• **DOCUMENT EXTRACT**:
# # # # # # #

Maybe it wasn’t such a bad election to have lost after all. Just think what the Tory press would have made of all this state dirigisme if it had been ordered by that commie Jeremy Corbyn, instead of by the cuddly Boris – now making the ultimate sacrifice for his people by dying (or probably not) in hospital. Dulce et decorum est… That may be his lasting claim to fame, if he snuffs it now. Otherwise he’ll go down in history as the upper-class liar and cheat who couldn’t be relied upon for anything, and simply wasn’t fitted to see the country through this unprecedented crisis, which requires judgment and intelligence, rather than the blind optimism, public school jokeyness and mere cleverness which have always been the trademarks of our new ‘world king’.
Of course none of us non-experts can say whether the government’s strategy for combatting the coronavirus was or is the right one. We’ll have to await the dreadful denouement, and the count of each country’s bodies, before we can begin to tell. The provisional judgment, however, seems to be that the British government was at least late to do the things that the WHO recommended from the beginning: ‘test, test, test’; and may even have been wrong-footed by Demonic Cummings’s Malthusian advice to let the disease rage through us – ‘take it on the chin’, in Boris’s own words – so weeding out the old, weak and useless in the population while letting the young and fit recover and gain immunity in order to keep the economy going. Boris is also coming under criticism for boasting of ‘shaking hands’ with what he believed to be coronavirus patients in a hospital, directly against his own government’s advice. That’s how he may have caught it. (His dad didn’t help by insisting that he would be going to the pub whatever the medics said.) Whatever the public’s instinct may be to get behind any government in a time of national crisis, this lot will be unlikely to come out of all this well.

# # # # # # #

• **DATA UNDER STUDY**:
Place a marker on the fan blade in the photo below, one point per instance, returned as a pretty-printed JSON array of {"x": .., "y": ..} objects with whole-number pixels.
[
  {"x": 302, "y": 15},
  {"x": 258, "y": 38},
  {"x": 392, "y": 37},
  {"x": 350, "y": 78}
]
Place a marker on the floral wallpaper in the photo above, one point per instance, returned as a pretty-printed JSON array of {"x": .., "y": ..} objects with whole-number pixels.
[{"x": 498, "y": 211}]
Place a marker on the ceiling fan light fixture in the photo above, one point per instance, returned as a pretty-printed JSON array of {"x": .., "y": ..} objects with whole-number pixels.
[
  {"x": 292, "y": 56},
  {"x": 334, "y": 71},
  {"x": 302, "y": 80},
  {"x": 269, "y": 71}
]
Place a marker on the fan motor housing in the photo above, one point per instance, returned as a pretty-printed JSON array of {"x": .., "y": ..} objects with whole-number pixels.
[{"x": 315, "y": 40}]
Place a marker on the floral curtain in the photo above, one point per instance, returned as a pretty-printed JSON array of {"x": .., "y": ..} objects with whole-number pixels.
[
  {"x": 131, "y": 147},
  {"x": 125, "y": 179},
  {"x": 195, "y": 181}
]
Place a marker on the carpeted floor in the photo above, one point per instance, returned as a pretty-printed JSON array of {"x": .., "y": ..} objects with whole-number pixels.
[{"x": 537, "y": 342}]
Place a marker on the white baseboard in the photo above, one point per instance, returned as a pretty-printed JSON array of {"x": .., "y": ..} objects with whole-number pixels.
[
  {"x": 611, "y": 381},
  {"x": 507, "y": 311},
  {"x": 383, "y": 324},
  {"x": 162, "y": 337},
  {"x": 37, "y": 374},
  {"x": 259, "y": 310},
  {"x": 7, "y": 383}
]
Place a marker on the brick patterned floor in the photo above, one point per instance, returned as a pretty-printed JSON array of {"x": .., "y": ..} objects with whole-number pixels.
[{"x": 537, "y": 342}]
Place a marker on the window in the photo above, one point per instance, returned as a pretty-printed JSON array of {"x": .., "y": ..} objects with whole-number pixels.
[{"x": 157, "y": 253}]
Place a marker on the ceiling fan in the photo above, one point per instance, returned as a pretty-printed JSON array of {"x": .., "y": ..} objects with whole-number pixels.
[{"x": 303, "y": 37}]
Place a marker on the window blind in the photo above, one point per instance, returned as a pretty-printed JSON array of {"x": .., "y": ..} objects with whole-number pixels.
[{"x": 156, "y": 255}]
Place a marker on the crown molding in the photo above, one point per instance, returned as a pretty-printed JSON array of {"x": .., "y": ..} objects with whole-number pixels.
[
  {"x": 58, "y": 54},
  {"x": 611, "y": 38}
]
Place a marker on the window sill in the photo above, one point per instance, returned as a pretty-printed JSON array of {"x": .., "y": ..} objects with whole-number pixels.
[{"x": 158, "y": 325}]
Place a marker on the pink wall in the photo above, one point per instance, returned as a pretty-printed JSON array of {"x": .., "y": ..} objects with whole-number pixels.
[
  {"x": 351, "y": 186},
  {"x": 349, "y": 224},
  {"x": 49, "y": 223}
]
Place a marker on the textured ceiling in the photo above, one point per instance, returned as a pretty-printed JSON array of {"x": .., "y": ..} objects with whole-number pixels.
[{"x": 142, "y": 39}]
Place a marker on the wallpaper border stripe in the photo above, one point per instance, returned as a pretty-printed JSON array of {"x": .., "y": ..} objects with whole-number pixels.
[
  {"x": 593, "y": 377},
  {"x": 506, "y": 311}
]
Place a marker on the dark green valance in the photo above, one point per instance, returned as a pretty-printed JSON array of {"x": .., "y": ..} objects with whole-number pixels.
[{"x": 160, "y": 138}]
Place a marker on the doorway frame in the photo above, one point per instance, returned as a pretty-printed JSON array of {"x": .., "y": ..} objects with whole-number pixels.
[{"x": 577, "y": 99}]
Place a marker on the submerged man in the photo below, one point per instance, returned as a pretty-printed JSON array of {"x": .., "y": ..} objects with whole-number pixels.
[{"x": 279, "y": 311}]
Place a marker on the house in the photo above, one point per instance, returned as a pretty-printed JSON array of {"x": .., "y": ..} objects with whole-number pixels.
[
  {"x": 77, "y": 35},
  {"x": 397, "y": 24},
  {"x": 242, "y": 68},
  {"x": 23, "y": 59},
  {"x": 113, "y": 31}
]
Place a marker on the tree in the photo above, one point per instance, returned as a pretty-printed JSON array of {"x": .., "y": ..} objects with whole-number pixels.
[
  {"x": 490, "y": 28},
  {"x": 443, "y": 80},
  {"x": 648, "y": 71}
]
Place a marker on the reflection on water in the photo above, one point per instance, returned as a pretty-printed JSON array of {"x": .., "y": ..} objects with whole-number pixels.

# # # # # # #

• **WORK INSTRUCTION 1**: Rewrite the commentary on the election and the coronavirus from "Maybe it wasn’t" to "new ‘world king’.", changing "the country" to "the nation".
• **WORK INSTRUCTION 2**: Extend the commentary on the British government's coronavirus response past its final sentence.

• **TASK RESULT 1**:
Maybe it wasn’t such a bad election to have lost after all. Just think what the Tory press would have made of all this state dirigisme if it had been ordered by that commie Jeremy Corbyn, instead of by the cuddly Boris – now making the ultimate sacrifice for his people by dying (or probably not) in hospital. Dulce et decorum est… That may be his lasting claim to fame, if he snuffs it now. Otherwise he’ll go down in history as the upper-class liar and cheat who couldn’t be relied upon for anything, and simply wasn’t fitted to see the nation through this unprecedented crisis, which requires judgment and intelligence, rather than the blind optimism, public school jokeyness and mere cleverness which have always been the trademarks of our new ‘world king’.

• **TASK RESULT 2**:
But of course no-one in the government foresaw this (though they might have been expected to do so, in general terms), or was chosen or elected for his or her competence in a crisis situation. They were elected, and then appointed to the cabinet, on the basis of their loyalty to Boris and to the cause of Brexit, which of course has been the only political issue over the past three years, and one which – it has to be said – now appears depressingly trivial in the light of recent experience. ‘Deckchairs on the Titanic’ come to mind.
It’s because all ministers are aware of these criticisms, and might even accept them underneath, that the Government’s daily televised press conferences are so toe-curlingly defensive these days. ‘We’re working like blazes – are following the scientific advice – have tested a few – are ordering PPEs even if they haven’t arrived yet – are doing as well as any other country – can’t be blamed for running down the NHS because nations with better NHSs are getting infected too – just trust us…’; all of which comes over as a pitiful attempt to protect their political reputations, whatever the truth may be. It’s a bit like Trump’s line in America, albeit not quite so brazen as his. Let’s hope Trump gets it too. He after all claimed the coronavirus was fake news at first – a Democratic trick to get him impeached. (‘Me, me, me’, all the time.) So if he got it, it wouldn’t be undeserved. Not too seriously, though; it would be better if he felt really nasty but then recovered, to go down to an ignominious defeat in the November polls. The same goes for our Boris. Get well, you bastard.